Sunday, 21 January 2018
My Body is not a War Zone: Challenging the Eating Disorder Warrior Narrative. By Polly D
Welcome back guest blogger Polly D.
Content Warning: brief mention of disordered eating and specific foods.
My Body is not a War Zone: Challenging the Eating Disorder Warrior Narrative.
By Polly D
Over the last 4 years, I have talked about personifying Eating Disorders as a way to separate the person from the illness. I have talked about Ed as this mean, manipulative, lying jerk. I have used phrases like “kick Ed’s ass” , “break up with Ed” , “Ed is a toxic best friend or a toxic partner”.
I have been looking at recovery through the lens of Ed being an equal; someone you can fight against and win. Recovery is a battle and you are the warrior.
This is a narrative I have heard so often when it comes to recovery and to relapse.
And it occurred to me, if I am questioning the narratives around who struggles with ED, what makes a person sick enough for treatment, and how weight stigma erases lived experience ... then I can question the Eating Disorder Warrior Narrative.
What if I have it all backwards? What if fighting against the Eating Disorder only makes things worse?
I recently asked a friend what she was most afraid of as she was heading into treatment. She said:
“Finally giving up ED and not knowing what it is that replaces that. It’s ED that’s terrified.”

☆ ☆ ☆ ☆ ☆

** DIRECTIONS **
• 1. Answer from the blog post:
(a) For how many years has the writer talked about personifying eating disorders?
(b) What does the content warning say the post briefly mentions?
(c) What did the friend say she was most afraid of as she headed into treatment?
• 2. Rewrite the part of the blog post starting at "Content Warning: brief" and ending at "and to relapse.", changing "battle" to "struggle".
The data have nothing to do with the blog post and can be ignored.

☆ ☆ ☆ ☆ ☆

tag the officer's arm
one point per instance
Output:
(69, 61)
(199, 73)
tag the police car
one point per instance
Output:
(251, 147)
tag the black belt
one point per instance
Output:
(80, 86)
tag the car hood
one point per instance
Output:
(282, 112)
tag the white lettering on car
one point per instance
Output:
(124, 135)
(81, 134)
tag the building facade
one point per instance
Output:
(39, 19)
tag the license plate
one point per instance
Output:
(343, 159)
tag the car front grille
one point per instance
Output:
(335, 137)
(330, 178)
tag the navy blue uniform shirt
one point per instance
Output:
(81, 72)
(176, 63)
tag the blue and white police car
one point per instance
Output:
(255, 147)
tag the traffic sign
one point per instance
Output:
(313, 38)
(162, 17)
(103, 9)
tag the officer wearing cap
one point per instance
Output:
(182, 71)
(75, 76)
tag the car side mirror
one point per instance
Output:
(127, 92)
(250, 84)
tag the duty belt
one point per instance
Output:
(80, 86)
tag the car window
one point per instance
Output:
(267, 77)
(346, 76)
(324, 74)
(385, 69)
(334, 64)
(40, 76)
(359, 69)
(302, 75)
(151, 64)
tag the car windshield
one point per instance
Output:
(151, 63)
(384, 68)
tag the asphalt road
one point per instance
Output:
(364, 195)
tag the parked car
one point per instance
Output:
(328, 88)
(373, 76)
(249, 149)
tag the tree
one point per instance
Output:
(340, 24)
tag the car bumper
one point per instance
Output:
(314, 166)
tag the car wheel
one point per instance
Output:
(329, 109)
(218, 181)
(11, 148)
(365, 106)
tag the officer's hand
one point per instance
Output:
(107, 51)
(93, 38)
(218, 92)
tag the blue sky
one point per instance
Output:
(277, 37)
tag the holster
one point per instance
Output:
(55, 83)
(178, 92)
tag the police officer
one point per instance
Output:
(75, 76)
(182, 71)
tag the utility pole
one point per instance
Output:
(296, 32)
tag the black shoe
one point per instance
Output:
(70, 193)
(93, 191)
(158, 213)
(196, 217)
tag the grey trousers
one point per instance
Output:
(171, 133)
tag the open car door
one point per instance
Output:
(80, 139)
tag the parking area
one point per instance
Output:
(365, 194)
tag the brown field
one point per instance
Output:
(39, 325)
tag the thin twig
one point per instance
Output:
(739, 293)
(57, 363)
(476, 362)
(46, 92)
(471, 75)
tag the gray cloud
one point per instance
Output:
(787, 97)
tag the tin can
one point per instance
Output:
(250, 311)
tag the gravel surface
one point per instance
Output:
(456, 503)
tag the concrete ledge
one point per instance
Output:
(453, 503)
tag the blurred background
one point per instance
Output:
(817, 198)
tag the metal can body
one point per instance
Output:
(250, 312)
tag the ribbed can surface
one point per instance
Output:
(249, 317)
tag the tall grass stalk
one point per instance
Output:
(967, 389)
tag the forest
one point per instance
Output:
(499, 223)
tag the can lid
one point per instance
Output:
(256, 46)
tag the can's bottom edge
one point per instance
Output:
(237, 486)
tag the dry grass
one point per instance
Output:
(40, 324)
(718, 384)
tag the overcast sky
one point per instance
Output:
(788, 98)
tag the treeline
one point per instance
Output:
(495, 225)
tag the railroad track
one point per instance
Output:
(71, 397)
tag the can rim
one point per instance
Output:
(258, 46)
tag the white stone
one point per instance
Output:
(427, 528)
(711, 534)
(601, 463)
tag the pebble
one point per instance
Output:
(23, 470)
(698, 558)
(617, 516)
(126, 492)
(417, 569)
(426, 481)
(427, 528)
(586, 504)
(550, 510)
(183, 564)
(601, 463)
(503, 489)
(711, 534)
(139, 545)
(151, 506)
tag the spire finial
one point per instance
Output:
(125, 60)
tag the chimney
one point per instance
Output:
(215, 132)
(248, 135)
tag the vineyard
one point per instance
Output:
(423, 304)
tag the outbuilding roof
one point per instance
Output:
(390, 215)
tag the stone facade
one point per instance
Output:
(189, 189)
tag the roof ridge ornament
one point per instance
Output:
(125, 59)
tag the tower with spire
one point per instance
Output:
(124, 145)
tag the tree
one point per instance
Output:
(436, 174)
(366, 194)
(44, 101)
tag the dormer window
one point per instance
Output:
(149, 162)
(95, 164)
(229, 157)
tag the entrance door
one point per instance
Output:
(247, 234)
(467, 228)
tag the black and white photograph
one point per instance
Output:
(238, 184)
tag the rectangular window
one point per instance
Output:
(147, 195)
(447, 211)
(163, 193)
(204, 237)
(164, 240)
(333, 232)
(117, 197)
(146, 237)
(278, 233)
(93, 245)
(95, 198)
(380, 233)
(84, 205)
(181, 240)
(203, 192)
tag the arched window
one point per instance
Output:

☆ ☆ ☆ ☆ ☆

** WRITTEN ANSWERS **
• 1.
(a) Four years.
(b) Disordered eating and specific foods.
(c) "Finally giving up ED and not knowing what it is that replaces that."

• 2.
Content Warning: brief mention of disordered eating and specific foods.
My Body is not a War Zone: Challenging the Eating Disorder Warrior Narrative.
By Polly D
Over the last 4 years, I have talked about personifying Eating Disorders as a way to separate the person from the illness. I have talked about Ed as this mean, manipulative, lying jerk. I have used phrases like “kick Ed’s ass” , “break up with Ed” , “Ed is a toxic best friend or a toxic partner”.
I have been looking at recovery through the lens of Ed being an equal; someone you can fight against and win. Recovery is a struggle and you are the warrior.
This is a narrative I have heard so often when it comes to recovery and to relapse.